-- Start Data to process --

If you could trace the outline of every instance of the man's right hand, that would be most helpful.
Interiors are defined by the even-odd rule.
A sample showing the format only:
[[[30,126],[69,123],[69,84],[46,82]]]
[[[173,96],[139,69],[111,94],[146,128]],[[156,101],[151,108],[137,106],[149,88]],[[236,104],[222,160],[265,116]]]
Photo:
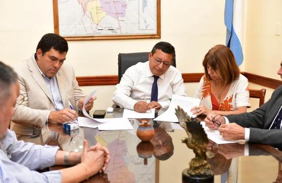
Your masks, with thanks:
[[[219,128],[219,127],[216,125],[217,124],[225,124],[225,119],[220,115],[210,113],[207,114],[204,121],[205,123],[205,126],[210,129],[216,130]]]
[[[83,150],[81,155],[81,163],[89,173],[89,177],[102,170],[105,163],[105,151],[100,149],[91,149],[86,140],[83,140]]]
[[[65,108],[58,111],[52,111],[48,116],[48,122],[63,123],[77,120],[78,114],[74,110]]]
[[[146,112],[150,109],[149,104],[145,101],[138,102],[135,104],[133,108],[135,111],[142,113]]]

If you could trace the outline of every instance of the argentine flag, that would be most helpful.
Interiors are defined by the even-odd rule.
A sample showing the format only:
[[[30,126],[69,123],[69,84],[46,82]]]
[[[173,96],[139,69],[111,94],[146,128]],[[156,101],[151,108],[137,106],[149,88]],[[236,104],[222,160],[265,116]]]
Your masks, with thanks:
[[[243,31],[243,0],[225,0],[224,23],[226,26],[226,46],[232,51],[237,65],[243,62],[242,44]]]

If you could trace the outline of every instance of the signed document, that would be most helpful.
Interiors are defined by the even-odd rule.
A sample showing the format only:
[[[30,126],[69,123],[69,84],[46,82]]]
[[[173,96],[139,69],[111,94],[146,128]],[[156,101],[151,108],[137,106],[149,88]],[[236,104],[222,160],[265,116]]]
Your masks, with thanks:
[[[190,111],[191,109],[199,104],[199,99],[173,95],[168,109],[154,120],[166,122],[178,122],[178,119],[175,114],[175,109],[177,109],[178,106],[183,109],[187,114],[192,117],[195,117],[196,116],[192,115]]]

-- End Data to process --

_Short problem_
With the pictures omitted, reproduce the records in full and exactly.

_Answer to the task_
If you could trace the outline of every instance of the man's right hand, that would be most helpful.
Interiors are defined by the even-odd rule.
A sample showing the format only:
[[[30,126],[69,123],[69,84],[46,82]]]
[[[173,96],[139,69],[111,94],[146,128]],[[156,101],[151,108],[137,106],[149,88]],[[236,104],[222,160],[265,116]]]
Photo:
Your masks, with thanks:
[[[219,128],[219,127],[216,125],[217,124],[225,124],[225,119],[220,115],[210,113],[207,114],[204,121],[205,123],[205,126],[210,129],[216,130]]]
[[[83,150],[81,155],[81,163],[89,173],[89,177],[102,170],[105,163],[105,151],[100,149],[91,149],[86,140],[83,140]]]
[[[65,108],[58,111],[52,111],[48,116],[48,122],[63,123],[77,120],[78,114],[74,110]]]
[[[146,112],[150,109],[149,104],[145,101],[138,102],[135,104],[133,108],[135,111],[142,113]]]

If you could trace the outline of every instance of the argentine flag, that would be most helpful.
Interiors are defined by the even-odd rule.
A sample showing the format only:
[[[30,126],[69,123],[69,84],[46,82]]]
[[[173,96],[139,69],[111,94],[146,128]],[[156,101],[151,108],[137,106],[149,88]],[[236,104],[222,160],[265,116]]]
Your masks, with thanks:
[[[243,31],[243,0],[225,0],[224,23],[226,26],[226,46],[232,51],[237,65],[243,62],[242,44]]]

If you could trace the outline of every instance of the signed document, that would be most helpful.
Interiors are defined by the even-odd rule.
A sample showing the format only:
[[[30,126],[69,123],[69,84],[46,82]]]
[[[173,96],[139,69],[111,94],[146,128]],[[156,101],[151,108],[137,106],[149,88]],[[236,104],[222,160],[265,116]]]
Your masks, with thanks:
[[[190,111],[191,109],[199,104],[199,99],[173,95],[168,109],[154,120],[166,122],[178,122],[178,119],[175,114],[175,109],[177,109],[178,106],[183,109],[187,114],[192,117],[195,117],[196,116],[192,115]]]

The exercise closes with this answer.